_Text_
——

The Department of State has issued a Temporary Final Rule (TFR) to start a 12-month visa bond pilot program. The program will run until August 5, 2026.
Under the new rule, consular officers can require nonimmigrant visa applicants from certain countries to post a bond of up to $15,000 as a condition of their visa issuance. This applies to individuals applying for B-1/B-2 visas (for temporary business or pleasure) who are nationals of countries with high visa overstay rates, deficient screening and vetting, or those offering Citizenship by Investment (CBI) programs without residency requirements. The Department will publish the list of covered countries on Travel.State.Gov at least 15 days before the program’s effective date and may amend the list throughout the pilot.
The TFR, a response to Executive Order 14159 , is intended to assess the operational feasibility of a visa bond system in coordination with the Department of the Treasury and the Department of Homeland Security (DHS). The document notes that hundreds of thousands of nonimmigrant visitors fail to depart the U.S. in accordance with the terms of their visas. The Department views visa overstays and deficient screening as a “clear national security threat”.
The bond amounts are set at three levels: $5,000, $10,000, or $15,000. Consular officers will have the discretion to set the amount based on an applicant’s individual circumstances. The funds will be posted via the Treasury-hosted Pay.Gov website using Form I-352, Immigration Bond, and deposited into a Treasury-held DHS account. The bond will be canceled if the visa holder complies with the terms of their status and departs on time. However, if the visa holder violates any condition of their status or overstays, the bond will be considered breached, and the deposit will be forfeited. The TFR clarifies that there will be no interest accrued on the bond money.
The pilot program is limited to B-1/B-2 visa applicants because their authorized period of stay is typically shorter, allowing for data collection within the 12-month timeframe of the program. Visas issued under this program will be annotated to reflect the bond requirement. These visas will be valid for a single entry within three months of issuance, and a CBP officer may limit the period of admission to 30 days.
The Department expects the program to be limited, assuming bonds will be required for 2,000 visa applicants. Based on an average bond amount of $10,000, the total initial cost to these applicants is estimated to be $20,000,000. If all nonimmigrants comply, the bond amount will be fully refunded.
Nepalis Overstaying U.S. Visitor Visas
According to the Entry/Exit Overstay Report from U.S. Customs and Border Protection (CBP), a total of 3,143 Nepalis overstayed their visitor visas in the United States during the first three years of the Biden administration.
In fiscal year 2023, the total overstay rate was 4.19%, with a suspected in-country overstay rate of 3.60%, according to the Department of Homeland Security (DHS). Out of 24,723 expected departures in 2023, 1,036 overstayed, with 890 classified as suspected in-country overstays and 146 as out-of-country overstays.
In fiscal year 2022, the total overstay rate was 12.31%, with a suspected in-country overstay rate of 10.89%. Out of 14,699 expected departures, 1,809 overstayed, including 1,601 in-country overstays and 208 out-of-country overstays. In 2021, the total overstay rate was 8.5%, with 298 overstays out of 3,507 expected departures. Of these, 146 were in-country overstays, and 152 were out-of-country overstays.
Over the years, overstay rates for Nepalis have fluctuated but show a steady decline in recent years. Despite the disruptions caused by the COVID-19 pandemic in 2020, 1,261 Nepalis overstayed that year, with a total overstay rate of 4.55%. Of 27,712 expected departures, 717 were in-country overstays, and 544 were out-of-country overstays.

In 2019, the total overstay rate was 3.38%, with 916 overstays out of 27,096 expected departures. Similarly, the total overstay rate in 2018 was 4.36%, with 1,185 overstays, including 970 in-country and 215 out-of-country overstays.
Pre-Biden administration data highlights higher overstay rates in certain years, such as 2016, when the rate reached 5.4%, with 946 overstays out of 18,775 expected departures. By contrast, 2017 saw a relatively low overstay rate of 2.33%, with 564 overstays out of 24,240 expected departures.
CBP clarifies that it identifies two types of overstays: individuals for whom no departure was recorded (Suspected In-Country Overstays) and those whose departure was recorded after their authorized period of admission expired (Out-of-Country Overstays).

——

_Exercise tasks_
1. Translate this sentence from the visa bond article into French: "The TFR clarifies that there will be no interest accrued on the bond money."
2. Rewrite everything from "Nepalis Overstaying U.S." down to "as out-of-country overstays." in the visa bond article, substituting "Nepali nationals" for "Nepalis".
3. According to the visa bond article, through which website will the bond funds be posted?

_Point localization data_
——

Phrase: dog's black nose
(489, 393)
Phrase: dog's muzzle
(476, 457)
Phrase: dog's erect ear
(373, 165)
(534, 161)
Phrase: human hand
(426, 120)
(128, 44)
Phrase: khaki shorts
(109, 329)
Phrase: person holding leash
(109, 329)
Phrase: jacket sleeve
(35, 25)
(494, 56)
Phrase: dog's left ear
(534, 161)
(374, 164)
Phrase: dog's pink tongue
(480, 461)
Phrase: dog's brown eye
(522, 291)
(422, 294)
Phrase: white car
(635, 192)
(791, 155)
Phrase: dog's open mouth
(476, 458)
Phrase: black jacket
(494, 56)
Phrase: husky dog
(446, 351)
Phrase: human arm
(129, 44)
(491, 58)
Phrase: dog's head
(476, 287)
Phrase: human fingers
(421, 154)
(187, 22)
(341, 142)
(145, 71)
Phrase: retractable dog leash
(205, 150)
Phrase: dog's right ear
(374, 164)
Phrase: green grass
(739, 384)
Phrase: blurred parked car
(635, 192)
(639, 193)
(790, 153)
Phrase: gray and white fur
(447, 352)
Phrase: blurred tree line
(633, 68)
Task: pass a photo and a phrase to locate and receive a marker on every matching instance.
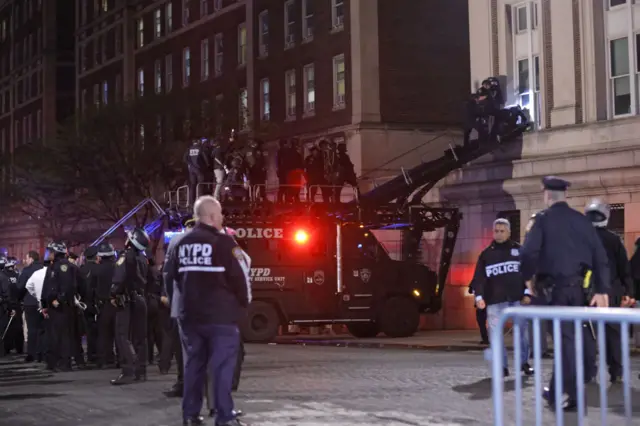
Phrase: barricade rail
(577, 316)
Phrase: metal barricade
(577, 316)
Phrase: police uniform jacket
(619, 268)
(563, 244)
(497, 278)
(105, 271)
(130, 273)
(27, 298)
(210, 274)
(61, 282)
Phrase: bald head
(207, 210)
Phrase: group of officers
(567, 259)
(228, 168)
(124, 307)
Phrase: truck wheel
(399, 317)
(261, 324)
(363, 329)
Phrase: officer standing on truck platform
(563, 245)
(211, 291)
(621, 282)
(127, 294)
(498, 285)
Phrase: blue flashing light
(168, 235)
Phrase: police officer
(621, 281)
(90, 272)
(563, 245)
(15, 334)
(60, 286)
(212, 291)
(197, 163)
(106, 311)
(127, 295)
(498, 285)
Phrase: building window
(265, 105)
(168, 73)
(185, 12)
(309, 89)
(521, 18)
(620, 78)
(337, 14)
(186, 66)
(168, 18)
(105, 92)
(243, 103)
(157, 17)
(158, 76)
(140, 82)
(218, 49)
(140, 32)
(339, 89)
(39, 124)
(307, 20)
(242, 45)
(290, 92)
(204, 59)
(289, 24)
(96, 95)
(263, 35)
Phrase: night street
(290, 385)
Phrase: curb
(377, 345)
(635, 352)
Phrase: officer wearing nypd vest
(621, 282)
(210, 293)
(498, 285)
(60, 286)
(127, 295)
(563, 246)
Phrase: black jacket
(61, 282)
(27, 298)
(619, 267)
(210, 276)
(130, 274)
(497, 277)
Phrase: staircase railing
(154, 204)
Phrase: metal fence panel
(578, 317)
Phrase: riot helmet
(106, 250)
(138, 238)
(598, 213)
(11, 262)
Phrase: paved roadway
(289, 385)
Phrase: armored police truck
(334, 263)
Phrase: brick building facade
(37, 68)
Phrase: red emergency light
(301, 236)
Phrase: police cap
(553, 183)
(91, 252)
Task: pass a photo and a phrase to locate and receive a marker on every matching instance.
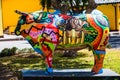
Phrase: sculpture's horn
(22, 13)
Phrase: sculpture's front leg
(48, 58)
(98, 61)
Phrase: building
(9, 18)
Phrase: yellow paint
(1, 26)
(118, 16)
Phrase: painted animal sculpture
(44, 31)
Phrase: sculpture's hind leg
(98, 61)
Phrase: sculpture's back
(45, 30)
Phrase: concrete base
(70, 74)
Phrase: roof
(107, 1)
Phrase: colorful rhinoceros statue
(44, 31)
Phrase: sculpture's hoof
(98, 72)
(48, 71)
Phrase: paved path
(10, 41)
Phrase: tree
(73, 6)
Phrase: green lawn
(83, 60)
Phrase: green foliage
(8, 52)
(26, 50)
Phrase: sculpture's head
(25, 18)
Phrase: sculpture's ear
(21, 13)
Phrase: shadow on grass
(38, 63)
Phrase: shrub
(8, 52)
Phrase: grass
(83, 60)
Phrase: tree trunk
(91, 6)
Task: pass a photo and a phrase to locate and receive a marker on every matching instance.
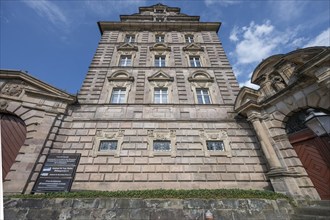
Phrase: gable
(160, 47)
(193, 47)
(16, 83)
(127, 47)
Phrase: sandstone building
(158, 109)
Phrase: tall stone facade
(143, 94)
(156, 110)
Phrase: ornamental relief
(110, 134)
(271, 84)
(13, 88)
(3, 105)
(213, 135)
(120, 83)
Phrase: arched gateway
(312, 150)
(298, 160)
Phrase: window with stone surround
(215, 143)
(162, 142)
(160, 95)
(125, 60)
(159, 11)
(160, 38)
(161, 145)
(202, 85)
(189, 38)
(161, 85)
(119, 87)
(195, 61)
(108, 145)
(130, 38)
(160, 60)
(203, 96)
(108, 142)
(118, 95)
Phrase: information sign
(57, 173)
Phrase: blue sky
(55, 40)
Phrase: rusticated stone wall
(146, 209)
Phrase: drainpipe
(266, 145)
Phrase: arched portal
(13, 134)
(313, 151)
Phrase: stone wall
(146, 209)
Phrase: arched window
(13, 134)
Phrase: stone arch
(13, 135)
(120, 75)
(200, 75)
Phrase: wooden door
(314, 153)
(13, 133)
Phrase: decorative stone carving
(127, 47)
(13, 88)
(215, 135)
(160, 47)
(193, 47)
(167, 135)
(3, 105)
(102, 135)
(277, 82)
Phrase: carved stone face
(13, 88)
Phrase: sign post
(57, 174)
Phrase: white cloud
(288, 10)
(221, 2)
(323, 39)
(104, 8)
(233, 34)
(258, 41)
(249, 84)
(49, 10)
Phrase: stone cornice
(46, 89)
(158, 26)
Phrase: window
(189, 39)
(160, 95)
(160, 61)
(159, 19)
(125, 60)
(162, 145)
(159, 11)
(160, 38)
(215, 145)
(118, 95)
(195, 61)
(108, 145)
(203, 96)
(129, 38)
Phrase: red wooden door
(13, 133)
(314, 153)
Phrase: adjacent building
(160, 108)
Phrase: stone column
(282, 180)
(266, 145)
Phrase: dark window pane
(160, 145)
(108, 145)
(215, 145)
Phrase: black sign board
(57, 173)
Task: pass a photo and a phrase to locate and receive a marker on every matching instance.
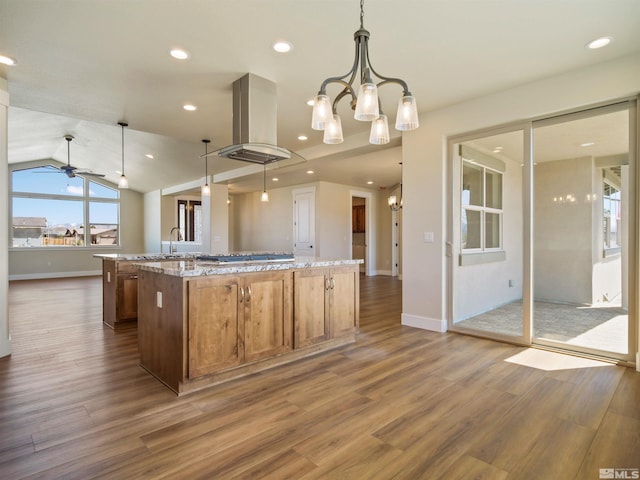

——

_Answer list_
1. La TFR précise qu'aucun intérêt ne sera produit sur les fonds de la caution.

2.
Nepali nationals Overstaying U.S. Visitor Visas
According to the Entry/Exit Overstay Report from U.S. Customs and Border Protection (CBP), a total of 3,143 Nepali nationals overstayed their visitor visas in the United States during the first three years of the Biden administration.
In fiscal year 2023, the total overstay rate was 4.19%, with a suspected in-country overstay rate of 3.60%, according to the Department of Homeland Security (DHS). Out of 24,723 expected departures in 2023, 1,036 overstayed, with 890 classified as suspected in-country overstays and 146 as out-of-country overstays.

3. The funds will be posted through the Treasury-hosted Pay.Gov website.